## Objective
Set down, without alteration, the lines from the one that contains "Target: fallen branch" through the final line of the material below.

## Records
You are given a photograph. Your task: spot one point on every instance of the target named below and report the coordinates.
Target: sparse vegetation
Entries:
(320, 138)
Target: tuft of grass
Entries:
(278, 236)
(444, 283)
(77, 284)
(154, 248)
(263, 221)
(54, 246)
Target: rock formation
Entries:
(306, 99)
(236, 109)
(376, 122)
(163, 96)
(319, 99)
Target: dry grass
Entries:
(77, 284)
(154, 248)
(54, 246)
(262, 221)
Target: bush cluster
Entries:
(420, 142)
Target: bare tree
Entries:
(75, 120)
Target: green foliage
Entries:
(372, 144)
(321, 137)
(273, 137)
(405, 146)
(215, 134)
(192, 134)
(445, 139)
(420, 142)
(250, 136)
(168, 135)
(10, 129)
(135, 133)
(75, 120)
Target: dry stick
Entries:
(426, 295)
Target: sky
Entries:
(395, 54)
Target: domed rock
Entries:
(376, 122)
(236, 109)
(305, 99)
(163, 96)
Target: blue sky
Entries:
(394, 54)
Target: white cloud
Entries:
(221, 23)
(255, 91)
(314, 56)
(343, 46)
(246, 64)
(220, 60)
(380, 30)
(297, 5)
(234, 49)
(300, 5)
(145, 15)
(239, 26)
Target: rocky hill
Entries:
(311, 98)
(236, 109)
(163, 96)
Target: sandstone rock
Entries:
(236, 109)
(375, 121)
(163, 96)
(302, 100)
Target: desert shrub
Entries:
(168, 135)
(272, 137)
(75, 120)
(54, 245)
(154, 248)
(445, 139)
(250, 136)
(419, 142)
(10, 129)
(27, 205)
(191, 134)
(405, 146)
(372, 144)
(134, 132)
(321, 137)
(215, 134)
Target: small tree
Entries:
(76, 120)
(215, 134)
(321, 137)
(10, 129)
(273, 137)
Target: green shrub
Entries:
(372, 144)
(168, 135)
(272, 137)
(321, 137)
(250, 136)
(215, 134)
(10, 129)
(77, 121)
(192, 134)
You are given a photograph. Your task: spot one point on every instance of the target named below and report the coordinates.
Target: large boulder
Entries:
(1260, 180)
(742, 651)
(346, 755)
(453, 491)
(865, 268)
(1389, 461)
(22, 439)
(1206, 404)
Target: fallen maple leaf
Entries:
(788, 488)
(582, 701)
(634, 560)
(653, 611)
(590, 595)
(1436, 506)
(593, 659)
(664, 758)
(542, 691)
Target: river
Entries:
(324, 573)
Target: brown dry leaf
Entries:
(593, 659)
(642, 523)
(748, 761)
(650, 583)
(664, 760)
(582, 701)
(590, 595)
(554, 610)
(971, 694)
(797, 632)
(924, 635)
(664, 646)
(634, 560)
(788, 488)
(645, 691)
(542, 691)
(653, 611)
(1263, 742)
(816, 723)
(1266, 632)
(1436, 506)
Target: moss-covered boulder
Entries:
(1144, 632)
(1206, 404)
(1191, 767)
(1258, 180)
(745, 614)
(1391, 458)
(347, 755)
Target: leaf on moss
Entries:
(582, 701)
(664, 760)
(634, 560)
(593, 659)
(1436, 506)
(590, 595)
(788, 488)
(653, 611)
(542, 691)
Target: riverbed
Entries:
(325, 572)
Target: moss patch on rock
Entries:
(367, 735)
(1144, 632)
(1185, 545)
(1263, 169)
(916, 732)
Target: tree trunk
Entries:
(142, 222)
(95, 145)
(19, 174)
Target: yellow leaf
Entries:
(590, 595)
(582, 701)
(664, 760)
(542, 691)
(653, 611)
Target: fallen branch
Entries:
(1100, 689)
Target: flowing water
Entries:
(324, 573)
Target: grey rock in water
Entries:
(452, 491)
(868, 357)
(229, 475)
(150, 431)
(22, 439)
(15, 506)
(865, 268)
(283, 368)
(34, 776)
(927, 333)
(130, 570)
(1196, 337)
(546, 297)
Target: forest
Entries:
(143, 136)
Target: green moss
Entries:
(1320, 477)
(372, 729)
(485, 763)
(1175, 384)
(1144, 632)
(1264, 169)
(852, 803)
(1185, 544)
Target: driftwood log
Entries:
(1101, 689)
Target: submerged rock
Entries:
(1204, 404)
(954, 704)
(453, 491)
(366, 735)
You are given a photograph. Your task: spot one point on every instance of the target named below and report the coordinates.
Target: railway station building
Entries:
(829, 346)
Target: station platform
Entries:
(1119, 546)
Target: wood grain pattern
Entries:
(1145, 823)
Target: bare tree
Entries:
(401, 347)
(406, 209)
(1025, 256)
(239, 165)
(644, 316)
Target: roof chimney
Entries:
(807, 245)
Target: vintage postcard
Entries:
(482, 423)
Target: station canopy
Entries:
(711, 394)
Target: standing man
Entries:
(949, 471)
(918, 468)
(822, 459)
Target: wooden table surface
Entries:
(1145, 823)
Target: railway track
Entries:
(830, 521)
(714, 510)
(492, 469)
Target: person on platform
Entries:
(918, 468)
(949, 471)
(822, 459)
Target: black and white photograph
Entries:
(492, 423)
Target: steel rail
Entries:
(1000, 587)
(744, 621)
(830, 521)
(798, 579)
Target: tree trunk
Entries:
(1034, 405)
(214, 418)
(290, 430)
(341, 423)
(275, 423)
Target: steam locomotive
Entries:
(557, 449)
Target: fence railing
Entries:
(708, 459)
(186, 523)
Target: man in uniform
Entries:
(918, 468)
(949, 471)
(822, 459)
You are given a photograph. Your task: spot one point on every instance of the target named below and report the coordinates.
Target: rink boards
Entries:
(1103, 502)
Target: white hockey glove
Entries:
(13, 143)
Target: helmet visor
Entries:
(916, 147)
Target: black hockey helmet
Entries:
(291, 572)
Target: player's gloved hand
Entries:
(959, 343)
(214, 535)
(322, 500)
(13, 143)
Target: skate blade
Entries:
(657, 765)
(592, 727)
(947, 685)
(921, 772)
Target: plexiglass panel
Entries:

## Answer to this task
Target: fallen branch
Entries:
(1100, 689)
Target: flowing water
Entries:
(324, 573)
Target: grey rock in water
Entries:
(452, 491)
(868, 357)
(229, 475)
(150, 431)
(22, 439)
(15, 506)
(865, 268)
(283, 368)
(34, 776)
(927, 333)
(130, 570)
(1196, 337)
(546, 297)
Target: forest
Entries:
(143, 136)
Target: green moss
Entries:
(1320, 477)
(372, 729)
(485, 763)
(1175, 384)
(1144, 632)
(1264, 169)
(852, 803)
(1185, 544)
Target: driftwood log
Entries:
(1101, 689)
Target: submerged rock
Entries:
(1204, 404)
(954, 704)
(453, 491)
(366, 735)
You are given a photograph. Your task: spot one point on every instance of the target named below and report the coordinates.
Target: railway station building
Entries:
(829, 346)
Target: station platform
Entries:
(1119, 546)
Target: wood grain pattern
Entries:
(1145, 823)
Target: bare tree
Entries:
(401, 347)
(406, 209)
(1025, 256)
(239, 165)
(644, 316)
Target: roof chimney
Entries:
(807, 245)
Target: vintage postcard
Entries:
(482, 423)
Target: station canopy
Entries:
(711, 394)
Target: standing man
Entries:
(949, 471)
(918, 468)
(822, 459)
Target: wooden table surface
Entries:
(1145, 823)
Target: railway track
Entries:
(830, 521)
(714, 510)
(492, 469)
Target: person on platform
Entries:
(918, 468)
(949, 471)
(822, 459)
Target: black and white photograph
Entries:
(492, 423)
Target: steel rail
Entries:
(1000, 587)
(744, 621)
(830, 521)
(798, 579)
Target: tree trunk
Entries:
(1034, 405)
(214, 418)
(290, 430)
(341, 423)
(275, 423)
Target: steam locomotive
Entries:
(557, 449)
Target: fence railing
Entries:
(708, 459)
(186, 523)
Target: man in uniform
Entries:
(918, 468)
(949, 471)
(822, 459)
You are given a photograph. Your task: spot one point on every instance of the target named below and report the coordinates.
Target: rink boards
Entries:
(1103, 502)
Target: white hockey glove
Entries:
(13, 143)
Target: helmet visor
Entries:
(916, 147)
Target: black hockey helmet
Entries:
(291, 572)
Target: player's gloved hand
Entries:
(959, 343)
(214, 535)
(322, 500)
(13, 143)
Target: skate blade
Entries:
(657, 765)
(592, 727)
(947, 685)
(921, 772)
Target: plexiglass panel
Entries:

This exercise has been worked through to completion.